WHAT IS EXPECTED: Turn everything from the line containing "Can you see the desk surface" down to the line containing "column 90, row 45" into a JSON list of strings, one string per line and no blank lines.

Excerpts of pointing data

%%

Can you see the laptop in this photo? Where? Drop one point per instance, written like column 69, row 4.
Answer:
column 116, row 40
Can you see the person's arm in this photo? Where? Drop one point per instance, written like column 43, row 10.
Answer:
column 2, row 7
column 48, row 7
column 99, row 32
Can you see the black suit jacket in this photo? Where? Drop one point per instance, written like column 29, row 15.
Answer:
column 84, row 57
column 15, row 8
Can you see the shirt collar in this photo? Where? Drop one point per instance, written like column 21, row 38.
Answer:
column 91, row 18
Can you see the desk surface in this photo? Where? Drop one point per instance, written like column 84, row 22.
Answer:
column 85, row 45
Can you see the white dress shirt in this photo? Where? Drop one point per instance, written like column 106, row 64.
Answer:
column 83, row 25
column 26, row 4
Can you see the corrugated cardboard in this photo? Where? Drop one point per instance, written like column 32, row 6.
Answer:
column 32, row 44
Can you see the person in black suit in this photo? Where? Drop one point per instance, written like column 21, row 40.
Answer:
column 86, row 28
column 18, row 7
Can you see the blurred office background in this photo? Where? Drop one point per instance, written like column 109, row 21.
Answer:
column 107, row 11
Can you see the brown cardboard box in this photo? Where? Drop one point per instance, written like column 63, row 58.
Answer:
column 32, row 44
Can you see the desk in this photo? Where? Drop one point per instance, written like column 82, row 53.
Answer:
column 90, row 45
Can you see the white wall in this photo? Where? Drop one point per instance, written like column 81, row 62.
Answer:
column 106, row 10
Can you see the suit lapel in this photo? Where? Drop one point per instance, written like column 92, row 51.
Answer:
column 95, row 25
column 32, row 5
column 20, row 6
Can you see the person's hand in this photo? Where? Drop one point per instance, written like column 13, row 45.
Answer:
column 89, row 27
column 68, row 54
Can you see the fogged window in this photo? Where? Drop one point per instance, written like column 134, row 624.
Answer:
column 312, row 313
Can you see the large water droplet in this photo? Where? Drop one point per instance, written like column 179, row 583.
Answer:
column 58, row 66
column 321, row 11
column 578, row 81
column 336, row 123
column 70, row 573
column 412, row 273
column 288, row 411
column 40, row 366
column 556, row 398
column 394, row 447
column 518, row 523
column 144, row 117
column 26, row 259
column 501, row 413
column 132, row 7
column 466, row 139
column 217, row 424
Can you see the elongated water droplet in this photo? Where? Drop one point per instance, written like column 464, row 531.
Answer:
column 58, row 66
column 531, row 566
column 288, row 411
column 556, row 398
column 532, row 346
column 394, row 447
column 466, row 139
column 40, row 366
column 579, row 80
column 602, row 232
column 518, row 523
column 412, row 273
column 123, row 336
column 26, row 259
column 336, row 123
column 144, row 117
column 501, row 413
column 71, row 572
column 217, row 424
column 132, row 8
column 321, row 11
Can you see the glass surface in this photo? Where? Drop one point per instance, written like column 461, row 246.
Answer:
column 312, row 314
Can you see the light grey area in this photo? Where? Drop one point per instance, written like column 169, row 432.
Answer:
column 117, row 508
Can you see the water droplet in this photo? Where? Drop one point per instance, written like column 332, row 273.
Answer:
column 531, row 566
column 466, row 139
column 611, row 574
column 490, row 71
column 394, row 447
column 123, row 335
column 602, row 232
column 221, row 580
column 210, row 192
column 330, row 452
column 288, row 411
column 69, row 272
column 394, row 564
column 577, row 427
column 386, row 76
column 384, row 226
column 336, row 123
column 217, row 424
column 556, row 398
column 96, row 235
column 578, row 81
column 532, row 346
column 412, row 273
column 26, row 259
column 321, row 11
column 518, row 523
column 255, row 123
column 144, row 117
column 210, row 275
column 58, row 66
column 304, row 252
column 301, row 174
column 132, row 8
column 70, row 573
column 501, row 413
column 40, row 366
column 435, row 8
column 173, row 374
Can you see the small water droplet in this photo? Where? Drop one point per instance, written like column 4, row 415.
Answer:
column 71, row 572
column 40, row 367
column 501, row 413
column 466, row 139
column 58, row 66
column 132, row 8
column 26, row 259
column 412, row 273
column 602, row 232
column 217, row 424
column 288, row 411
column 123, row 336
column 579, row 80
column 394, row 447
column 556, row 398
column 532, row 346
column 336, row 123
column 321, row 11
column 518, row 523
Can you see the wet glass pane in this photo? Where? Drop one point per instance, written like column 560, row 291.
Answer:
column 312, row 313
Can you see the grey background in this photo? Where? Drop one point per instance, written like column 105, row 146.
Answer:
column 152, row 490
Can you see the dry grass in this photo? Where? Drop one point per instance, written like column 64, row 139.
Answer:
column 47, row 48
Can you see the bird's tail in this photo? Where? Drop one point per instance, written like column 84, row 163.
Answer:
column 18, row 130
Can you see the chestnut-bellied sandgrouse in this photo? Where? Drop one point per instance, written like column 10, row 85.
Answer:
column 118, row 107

%%

EXERCISE RESULT:
[
  "Can you see the desk surface in this photo? Where? Drop one point per instance, written like column 84, row 22.",
  "Answer:",
  "column 85, row 45",
  "Can you see the white dress shirt in this photo? Where? Drop one point per instance, written like column 106, row 64.",
  "Answer:",
  "column 83, row 25",
  "column 26, row 4",
  "Can you see the corrugated cardboard in this photo? Where? Drop one point per instance, written like column 32, row 6.",
  "Answer:",
  "column 32, row 44",
  "Can you see the person in black suit in this photo? Where? Drop one point per instance, written like column 21, row 40.",
  "Answer:",
  "column 86, row 28",
  "column 18, row 7",
  "Can you see the blurred office background in this photo? Where? Drop one point per instance, written like column 109, row 21.",
  "Answer:",
  "column 107, row 11",
  "Can you see the brown cardboard box in this photo? Where? Drop one point per instance, written like column 63, row 58.",
  "Answer:",
  "column 32, row 44",
  "Can you see the desk in this photo? Where? Drop one point per instance, written like column 82, row 53.",
  "Answer:",
  "column 90, row 45"
]